EXERCISE PROMPT:
From the line containing "of the grilled" down to the last line of the material, return those lines verbatim and only those.

++++ EXTRACTED ENTRIES ++++

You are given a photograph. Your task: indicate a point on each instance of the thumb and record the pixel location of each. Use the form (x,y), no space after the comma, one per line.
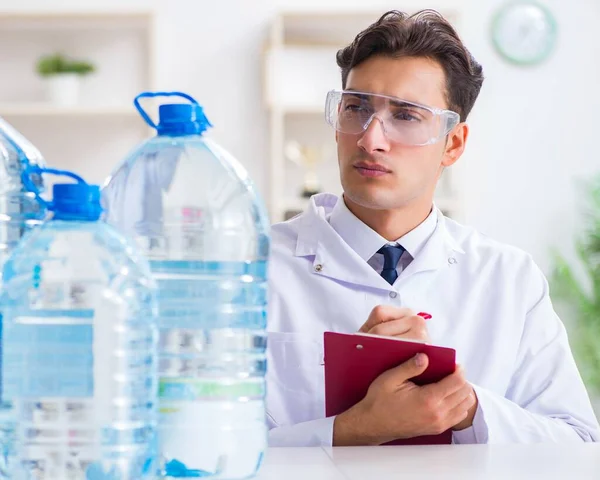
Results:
(407,370)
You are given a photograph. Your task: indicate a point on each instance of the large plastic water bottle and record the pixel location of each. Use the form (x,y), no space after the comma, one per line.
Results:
(79,351)
(204,229)
(19,209)
(19,212)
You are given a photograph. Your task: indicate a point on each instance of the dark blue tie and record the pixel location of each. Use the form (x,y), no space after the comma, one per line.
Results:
(391,256)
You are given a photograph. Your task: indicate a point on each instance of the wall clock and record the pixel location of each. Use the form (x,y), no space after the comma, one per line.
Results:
(524,32)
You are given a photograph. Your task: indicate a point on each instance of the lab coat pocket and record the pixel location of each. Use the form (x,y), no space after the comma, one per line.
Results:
(295,379)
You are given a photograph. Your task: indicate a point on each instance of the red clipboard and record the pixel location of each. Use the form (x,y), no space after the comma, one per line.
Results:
(353,361)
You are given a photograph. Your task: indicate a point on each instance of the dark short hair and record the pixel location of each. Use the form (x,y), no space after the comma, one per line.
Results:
(424,34)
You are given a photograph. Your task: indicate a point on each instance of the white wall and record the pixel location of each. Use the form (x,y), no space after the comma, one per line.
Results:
(534,130)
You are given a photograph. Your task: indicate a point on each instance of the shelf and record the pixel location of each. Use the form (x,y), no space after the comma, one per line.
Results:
(47,110)
(74,20)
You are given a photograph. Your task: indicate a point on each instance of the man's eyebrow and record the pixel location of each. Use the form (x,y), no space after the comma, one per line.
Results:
(398,103)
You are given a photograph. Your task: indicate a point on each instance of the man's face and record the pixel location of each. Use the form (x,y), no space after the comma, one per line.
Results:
(411,172)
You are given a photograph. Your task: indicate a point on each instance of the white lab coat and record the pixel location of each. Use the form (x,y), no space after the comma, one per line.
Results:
(489,301)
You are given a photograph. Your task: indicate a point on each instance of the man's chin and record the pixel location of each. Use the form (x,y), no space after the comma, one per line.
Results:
(369,199)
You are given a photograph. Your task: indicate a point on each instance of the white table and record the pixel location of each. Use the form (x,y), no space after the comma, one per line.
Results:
(439,462)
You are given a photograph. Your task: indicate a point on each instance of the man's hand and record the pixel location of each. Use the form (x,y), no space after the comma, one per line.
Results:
(396,408)
(396,322)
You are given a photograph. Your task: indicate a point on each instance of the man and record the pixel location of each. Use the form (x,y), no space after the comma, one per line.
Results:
(369,260)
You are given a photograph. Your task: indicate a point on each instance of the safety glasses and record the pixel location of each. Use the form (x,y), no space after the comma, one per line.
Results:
(403,122)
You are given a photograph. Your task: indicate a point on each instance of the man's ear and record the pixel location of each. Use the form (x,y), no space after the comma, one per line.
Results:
(455,144)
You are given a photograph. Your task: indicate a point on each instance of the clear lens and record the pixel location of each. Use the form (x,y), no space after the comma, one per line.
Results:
(403,122)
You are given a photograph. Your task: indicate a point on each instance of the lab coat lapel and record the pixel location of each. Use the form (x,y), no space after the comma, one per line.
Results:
(333,257)
(440,251)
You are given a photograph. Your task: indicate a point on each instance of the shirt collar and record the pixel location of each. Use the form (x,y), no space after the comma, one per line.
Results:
(366,241)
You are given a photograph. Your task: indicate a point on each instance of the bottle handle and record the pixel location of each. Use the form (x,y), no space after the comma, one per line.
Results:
(36,170)
(145,115)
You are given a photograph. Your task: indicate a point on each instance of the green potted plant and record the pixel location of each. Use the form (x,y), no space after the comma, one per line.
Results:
(577,293)
(62,76)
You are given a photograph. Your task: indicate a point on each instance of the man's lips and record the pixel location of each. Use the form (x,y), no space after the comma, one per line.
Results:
(371,169)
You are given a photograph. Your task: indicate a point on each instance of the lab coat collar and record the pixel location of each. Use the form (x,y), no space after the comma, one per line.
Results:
(334,258)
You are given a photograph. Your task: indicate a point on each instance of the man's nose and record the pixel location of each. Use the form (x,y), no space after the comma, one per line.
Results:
(374,138)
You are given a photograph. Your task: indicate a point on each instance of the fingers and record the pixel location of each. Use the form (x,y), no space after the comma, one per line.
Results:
(412,327)
(459,396)
(395,377)
(382,314)
(447,386)
(461,411)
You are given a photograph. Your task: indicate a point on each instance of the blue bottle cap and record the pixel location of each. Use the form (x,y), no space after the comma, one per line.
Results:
(76,201)
(177,119)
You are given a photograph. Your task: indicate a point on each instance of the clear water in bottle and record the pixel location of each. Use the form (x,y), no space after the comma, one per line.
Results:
(79,352)
(200,221)
(19,212)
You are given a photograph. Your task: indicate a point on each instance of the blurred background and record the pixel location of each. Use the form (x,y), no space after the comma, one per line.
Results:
(261,70)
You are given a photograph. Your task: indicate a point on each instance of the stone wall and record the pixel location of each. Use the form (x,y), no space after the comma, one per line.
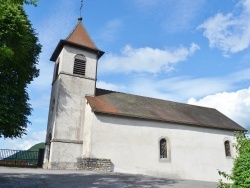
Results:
(94,164)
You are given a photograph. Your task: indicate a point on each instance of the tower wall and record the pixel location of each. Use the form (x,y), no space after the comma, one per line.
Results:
(67,109)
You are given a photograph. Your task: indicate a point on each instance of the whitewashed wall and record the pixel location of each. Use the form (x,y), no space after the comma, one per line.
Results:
(65,123)
(133,147)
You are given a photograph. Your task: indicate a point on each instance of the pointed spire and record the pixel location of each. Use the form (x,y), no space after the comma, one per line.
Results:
(80,36)
(80,18)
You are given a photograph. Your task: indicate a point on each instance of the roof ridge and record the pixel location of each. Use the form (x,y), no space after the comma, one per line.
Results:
(181,103)
(73,34)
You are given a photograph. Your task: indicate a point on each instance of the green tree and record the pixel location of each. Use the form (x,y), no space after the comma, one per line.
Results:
(241,171)
(19,53)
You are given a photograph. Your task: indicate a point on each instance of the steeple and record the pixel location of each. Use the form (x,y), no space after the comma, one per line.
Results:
(78,38)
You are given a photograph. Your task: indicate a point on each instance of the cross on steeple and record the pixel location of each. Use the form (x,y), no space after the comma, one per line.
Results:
(80,18)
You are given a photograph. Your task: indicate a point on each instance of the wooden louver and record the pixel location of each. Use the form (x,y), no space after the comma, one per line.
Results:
(79,65)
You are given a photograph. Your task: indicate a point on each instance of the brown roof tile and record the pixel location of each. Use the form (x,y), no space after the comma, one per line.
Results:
(117,103)
(80,36)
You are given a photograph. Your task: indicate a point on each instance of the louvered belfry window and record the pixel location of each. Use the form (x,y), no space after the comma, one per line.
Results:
(80,65)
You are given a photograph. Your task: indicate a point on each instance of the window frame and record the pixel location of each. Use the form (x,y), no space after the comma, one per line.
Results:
(80,65)
(168,159)
(230,148)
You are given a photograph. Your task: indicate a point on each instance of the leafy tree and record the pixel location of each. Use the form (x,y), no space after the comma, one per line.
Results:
(19,52)
(241,171)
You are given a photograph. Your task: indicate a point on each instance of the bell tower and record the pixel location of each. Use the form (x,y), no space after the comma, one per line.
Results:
(75,70)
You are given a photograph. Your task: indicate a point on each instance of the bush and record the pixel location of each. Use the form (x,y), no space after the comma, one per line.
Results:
(241,171)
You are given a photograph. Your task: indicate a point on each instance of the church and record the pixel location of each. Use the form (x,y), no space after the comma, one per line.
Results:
(96,129)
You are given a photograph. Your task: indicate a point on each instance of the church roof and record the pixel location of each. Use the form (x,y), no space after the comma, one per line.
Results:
(134,106)
(78,38)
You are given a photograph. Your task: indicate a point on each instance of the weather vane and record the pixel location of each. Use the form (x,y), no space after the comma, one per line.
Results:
(80,18)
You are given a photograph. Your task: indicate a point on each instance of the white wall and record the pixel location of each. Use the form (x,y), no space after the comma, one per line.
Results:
(133,147)
(65,123)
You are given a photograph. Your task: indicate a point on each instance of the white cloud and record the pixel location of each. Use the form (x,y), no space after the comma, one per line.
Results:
(235,105)
(110,31)
(173,16)
(145,60)
(228,32)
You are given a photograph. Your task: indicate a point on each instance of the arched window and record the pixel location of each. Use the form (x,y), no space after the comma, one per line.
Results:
(79,65)
(227,148)
(53,105)
(163,149)
(57,68)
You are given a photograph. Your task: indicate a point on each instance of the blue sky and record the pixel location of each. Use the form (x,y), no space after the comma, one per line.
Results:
(194,52)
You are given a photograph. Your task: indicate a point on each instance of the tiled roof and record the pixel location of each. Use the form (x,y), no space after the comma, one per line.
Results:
(134,106)
(78,38)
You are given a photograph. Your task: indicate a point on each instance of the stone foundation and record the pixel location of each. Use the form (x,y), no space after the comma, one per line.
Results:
(94,164)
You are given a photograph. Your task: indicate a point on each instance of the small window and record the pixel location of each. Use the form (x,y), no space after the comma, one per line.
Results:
(53,105)
(57,68)
(163,149)
(79,65)
(227,148)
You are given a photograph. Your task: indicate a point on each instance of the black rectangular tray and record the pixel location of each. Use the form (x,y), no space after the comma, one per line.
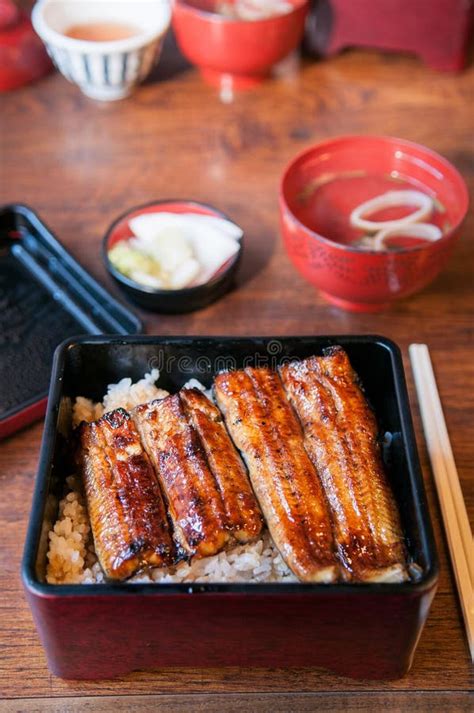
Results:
(45,297)
(360,630)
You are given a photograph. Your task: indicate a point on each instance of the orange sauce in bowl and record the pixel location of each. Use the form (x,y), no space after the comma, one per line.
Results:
(101,31)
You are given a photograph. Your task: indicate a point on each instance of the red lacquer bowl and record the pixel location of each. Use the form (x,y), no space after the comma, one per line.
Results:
(321,187)
(232,53)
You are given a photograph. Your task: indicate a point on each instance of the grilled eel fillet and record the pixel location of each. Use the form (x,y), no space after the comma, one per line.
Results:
(264,427)
(243,513)
(194,502)
(126,509)
(340,434)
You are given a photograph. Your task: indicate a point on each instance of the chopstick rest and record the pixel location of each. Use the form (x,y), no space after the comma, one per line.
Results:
(453,508)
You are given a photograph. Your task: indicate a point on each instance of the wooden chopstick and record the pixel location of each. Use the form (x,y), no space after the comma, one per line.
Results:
(453,508)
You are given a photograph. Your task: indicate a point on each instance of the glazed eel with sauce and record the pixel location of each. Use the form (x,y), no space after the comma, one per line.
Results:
(309,440)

++++

RESPONSE TO THE TASK:
You are given a photograph. Your task: indicate a point on each instance of the grilled eel fillet and record the pixel location of each. Use the form (x,y), no space after the comma, one per line.
Results:
(264,427)
(243,513)
(194,502)
(126,509)
(340,434)
You are given a photograph. Your task: indicate a point on each instance of the chopstick rest and record the pixel location of each. Use the form (x,y), no space after the comma, one per line.
Results:
(453,508)
You are given a photograph. Your task: indicate a point on each instance of the wooden chopstick and record the pixel location of each. Use the form (x,y), no space after the comma, one per line.
Results:
(453,508)
You are given a photograph. Your task: indicate a point on each instance of the glazed eel with sauce and record the pixel location of each. Use the form (x,y), no space after the comma, one per line.
Results:
(309,440)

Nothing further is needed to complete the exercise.